*** Record set ***

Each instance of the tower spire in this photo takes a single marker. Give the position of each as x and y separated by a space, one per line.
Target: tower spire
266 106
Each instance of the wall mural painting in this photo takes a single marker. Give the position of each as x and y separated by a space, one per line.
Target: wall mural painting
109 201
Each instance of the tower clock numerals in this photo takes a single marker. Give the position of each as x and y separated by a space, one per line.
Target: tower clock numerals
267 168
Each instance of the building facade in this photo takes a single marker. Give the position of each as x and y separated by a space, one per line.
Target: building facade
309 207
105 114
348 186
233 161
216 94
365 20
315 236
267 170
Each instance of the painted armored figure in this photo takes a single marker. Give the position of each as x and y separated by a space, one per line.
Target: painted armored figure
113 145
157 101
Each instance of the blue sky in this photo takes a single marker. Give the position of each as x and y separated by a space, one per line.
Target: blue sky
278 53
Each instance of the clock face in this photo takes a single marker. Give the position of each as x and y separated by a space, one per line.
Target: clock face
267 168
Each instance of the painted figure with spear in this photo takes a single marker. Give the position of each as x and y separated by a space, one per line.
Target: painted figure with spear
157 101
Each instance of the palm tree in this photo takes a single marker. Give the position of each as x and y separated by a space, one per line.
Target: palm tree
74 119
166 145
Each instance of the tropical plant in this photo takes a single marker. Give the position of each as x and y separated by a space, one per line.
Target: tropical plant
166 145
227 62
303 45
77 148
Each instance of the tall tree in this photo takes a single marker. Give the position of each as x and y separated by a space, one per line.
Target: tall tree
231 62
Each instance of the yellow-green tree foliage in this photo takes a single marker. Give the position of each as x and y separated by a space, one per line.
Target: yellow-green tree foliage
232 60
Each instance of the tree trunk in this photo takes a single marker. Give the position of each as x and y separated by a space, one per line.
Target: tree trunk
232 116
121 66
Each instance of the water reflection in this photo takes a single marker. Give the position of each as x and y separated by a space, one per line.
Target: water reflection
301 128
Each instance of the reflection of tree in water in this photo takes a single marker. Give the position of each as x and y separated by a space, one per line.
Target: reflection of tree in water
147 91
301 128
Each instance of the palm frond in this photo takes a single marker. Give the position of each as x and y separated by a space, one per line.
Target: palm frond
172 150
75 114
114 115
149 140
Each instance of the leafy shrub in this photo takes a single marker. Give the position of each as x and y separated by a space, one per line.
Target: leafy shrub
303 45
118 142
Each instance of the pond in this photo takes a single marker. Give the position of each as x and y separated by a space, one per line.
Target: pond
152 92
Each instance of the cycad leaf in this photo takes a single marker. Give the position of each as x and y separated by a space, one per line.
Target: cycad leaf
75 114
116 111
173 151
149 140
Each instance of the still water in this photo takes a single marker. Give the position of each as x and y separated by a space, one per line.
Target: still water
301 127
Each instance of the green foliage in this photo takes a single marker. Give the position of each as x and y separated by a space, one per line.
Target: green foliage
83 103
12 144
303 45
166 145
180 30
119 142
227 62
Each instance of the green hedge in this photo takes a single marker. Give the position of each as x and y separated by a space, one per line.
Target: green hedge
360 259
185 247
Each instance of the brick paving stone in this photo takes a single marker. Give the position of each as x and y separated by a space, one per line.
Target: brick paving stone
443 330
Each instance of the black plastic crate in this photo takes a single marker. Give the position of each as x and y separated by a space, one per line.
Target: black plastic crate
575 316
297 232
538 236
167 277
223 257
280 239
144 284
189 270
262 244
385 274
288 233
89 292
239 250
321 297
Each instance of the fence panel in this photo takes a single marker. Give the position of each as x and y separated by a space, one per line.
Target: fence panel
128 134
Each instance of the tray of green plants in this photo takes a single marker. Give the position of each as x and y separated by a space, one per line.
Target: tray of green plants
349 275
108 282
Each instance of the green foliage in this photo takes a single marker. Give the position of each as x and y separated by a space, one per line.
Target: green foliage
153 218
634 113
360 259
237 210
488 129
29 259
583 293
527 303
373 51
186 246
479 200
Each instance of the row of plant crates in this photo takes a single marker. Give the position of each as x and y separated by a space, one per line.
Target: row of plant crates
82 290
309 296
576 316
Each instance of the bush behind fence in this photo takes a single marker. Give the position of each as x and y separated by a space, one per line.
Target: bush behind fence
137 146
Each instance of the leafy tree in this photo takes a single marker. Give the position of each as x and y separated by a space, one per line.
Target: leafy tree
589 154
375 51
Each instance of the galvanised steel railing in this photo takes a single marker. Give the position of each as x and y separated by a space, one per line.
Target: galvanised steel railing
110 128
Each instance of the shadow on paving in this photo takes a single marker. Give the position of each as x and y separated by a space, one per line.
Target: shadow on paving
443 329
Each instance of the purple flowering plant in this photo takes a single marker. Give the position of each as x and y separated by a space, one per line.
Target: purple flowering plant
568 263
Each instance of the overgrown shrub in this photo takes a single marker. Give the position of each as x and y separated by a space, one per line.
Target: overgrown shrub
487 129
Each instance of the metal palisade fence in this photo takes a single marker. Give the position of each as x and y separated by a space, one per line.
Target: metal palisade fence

***

What to produce: From the line containing "Each instance of the galvanised" through the end of the lines, rewrite the text with "overgrown shrub" changed to "overgrown bush" and everything else left as it is.

Task response:
Each instance of the galvanised steel railing in this photo takes a single marker. Give the position of each as x and y separated by a space, one per line.
Target: galvanised steel railing
110 128
Each instance of the shadow on paving in this photo takes a single marker. Give the position of each as x and y separated by a space, one per line.
Target: shadow on paving
443 329
Each instance of the purple flowering plant in this photo takes a single marker. Give the position of each as x and y separated by a space, one per line.
Target: purple flowering plant
568 263
Each instance of the overgrown bush in this photo takes a single marker. Give the position of each as x and y separated by a space, one per line.
Target: overgrown bush
487 129
Each instance of the metal palisade fence in this photo takes a single marker. Give the position of each as x and y separated by a space, one per line.
Target: metal palisade fence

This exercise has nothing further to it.